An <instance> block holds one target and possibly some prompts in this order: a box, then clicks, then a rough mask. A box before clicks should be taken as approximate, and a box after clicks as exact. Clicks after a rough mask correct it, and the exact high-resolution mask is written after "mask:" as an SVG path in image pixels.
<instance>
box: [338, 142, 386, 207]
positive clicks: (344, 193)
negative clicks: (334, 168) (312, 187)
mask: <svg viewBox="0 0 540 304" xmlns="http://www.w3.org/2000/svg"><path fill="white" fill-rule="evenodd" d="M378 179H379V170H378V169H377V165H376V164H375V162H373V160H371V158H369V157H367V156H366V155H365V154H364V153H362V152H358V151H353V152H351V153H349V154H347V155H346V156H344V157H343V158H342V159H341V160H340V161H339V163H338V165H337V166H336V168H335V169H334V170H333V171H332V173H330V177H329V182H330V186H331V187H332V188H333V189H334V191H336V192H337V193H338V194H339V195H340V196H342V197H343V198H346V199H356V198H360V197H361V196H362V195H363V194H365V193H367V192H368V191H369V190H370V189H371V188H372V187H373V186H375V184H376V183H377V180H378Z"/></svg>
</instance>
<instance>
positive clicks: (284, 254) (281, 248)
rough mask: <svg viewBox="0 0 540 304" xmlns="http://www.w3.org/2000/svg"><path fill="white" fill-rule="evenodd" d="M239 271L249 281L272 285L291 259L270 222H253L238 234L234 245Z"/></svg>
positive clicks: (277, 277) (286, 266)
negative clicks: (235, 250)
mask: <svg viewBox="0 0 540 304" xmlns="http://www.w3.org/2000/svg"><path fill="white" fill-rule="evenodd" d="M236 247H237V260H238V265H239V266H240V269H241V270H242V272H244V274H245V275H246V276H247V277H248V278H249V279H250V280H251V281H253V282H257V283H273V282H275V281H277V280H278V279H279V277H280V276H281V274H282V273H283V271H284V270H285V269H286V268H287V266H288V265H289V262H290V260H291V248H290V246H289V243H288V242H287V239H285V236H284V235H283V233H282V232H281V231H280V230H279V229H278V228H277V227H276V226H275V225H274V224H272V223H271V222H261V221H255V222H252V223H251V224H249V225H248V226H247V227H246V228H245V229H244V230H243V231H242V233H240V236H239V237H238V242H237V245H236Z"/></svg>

---+---

WORK TASK = Copy the lines of the items above verbatim, starting with the line containing "</instance>" and continuing through the line containing "positive clicks: (277, 277) (286, 266)", with both of those lines included.

THE ANSWER =
</instance>
<instance>
positive clicks: (284, 254) (281, 248)
rough mask: <svg viewBox="0 0 540 304" xmlns="http://www.w3.org/2000/svg"><path fill="white" fill-rule="evenodd" d="M239 271L249 281L272 285L291 259L270 222H253L238 234L234 245Z"/></svg>
positive clicks: (277, 277) (286, 266)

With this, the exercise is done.